From the material below, pull out every line that contains the string "dome", treating uppercase and lowercase letters as different.

Source data
-- -- --
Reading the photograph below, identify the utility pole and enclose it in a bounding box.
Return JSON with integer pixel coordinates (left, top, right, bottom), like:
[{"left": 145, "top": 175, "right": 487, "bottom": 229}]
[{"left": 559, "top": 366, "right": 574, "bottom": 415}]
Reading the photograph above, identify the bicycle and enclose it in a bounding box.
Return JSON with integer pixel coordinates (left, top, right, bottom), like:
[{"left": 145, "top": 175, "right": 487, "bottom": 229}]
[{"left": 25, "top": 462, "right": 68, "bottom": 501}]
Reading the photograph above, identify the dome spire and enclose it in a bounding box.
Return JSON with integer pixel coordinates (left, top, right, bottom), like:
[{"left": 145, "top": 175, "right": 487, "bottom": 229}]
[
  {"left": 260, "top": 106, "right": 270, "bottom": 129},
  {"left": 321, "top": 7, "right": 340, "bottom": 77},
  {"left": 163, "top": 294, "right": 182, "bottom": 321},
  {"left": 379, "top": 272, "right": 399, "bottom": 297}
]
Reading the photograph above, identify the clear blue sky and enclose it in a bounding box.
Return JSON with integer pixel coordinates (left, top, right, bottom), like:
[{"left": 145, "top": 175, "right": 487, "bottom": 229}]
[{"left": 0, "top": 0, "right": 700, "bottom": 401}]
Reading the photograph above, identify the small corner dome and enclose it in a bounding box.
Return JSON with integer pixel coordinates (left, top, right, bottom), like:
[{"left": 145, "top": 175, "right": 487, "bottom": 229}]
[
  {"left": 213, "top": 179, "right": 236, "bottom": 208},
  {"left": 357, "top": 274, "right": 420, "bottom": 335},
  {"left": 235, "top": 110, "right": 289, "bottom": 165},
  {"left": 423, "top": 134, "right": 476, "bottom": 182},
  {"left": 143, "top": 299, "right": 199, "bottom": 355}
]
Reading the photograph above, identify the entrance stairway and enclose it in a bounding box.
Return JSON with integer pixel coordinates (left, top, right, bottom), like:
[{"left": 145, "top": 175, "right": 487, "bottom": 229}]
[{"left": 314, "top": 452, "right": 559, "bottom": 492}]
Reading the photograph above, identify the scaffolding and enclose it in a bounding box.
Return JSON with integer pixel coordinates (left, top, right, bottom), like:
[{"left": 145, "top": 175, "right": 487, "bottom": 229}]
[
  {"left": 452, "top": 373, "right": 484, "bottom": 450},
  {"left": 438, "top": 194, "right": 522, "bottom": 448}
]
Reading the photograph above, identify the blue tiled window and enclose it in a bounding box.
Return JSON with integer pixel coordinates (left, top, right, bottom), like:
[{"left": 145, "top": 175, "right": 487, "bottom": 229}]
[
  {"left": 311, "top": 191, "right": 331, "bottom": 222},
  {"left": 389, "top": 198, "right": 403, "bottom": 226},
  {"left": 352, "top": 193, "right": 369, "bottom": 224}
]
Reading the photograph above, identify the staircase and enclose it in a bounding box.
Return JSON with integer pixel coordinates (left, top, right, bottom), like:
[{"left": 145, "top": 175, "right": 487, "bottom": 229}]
-- -- --
**Answer to the exercise:**
Reading the photograph above, identify the dome spire and enclose it in a bounding box.
Reading the photograph above, identify the small corner dome and enclose it in a bounding box.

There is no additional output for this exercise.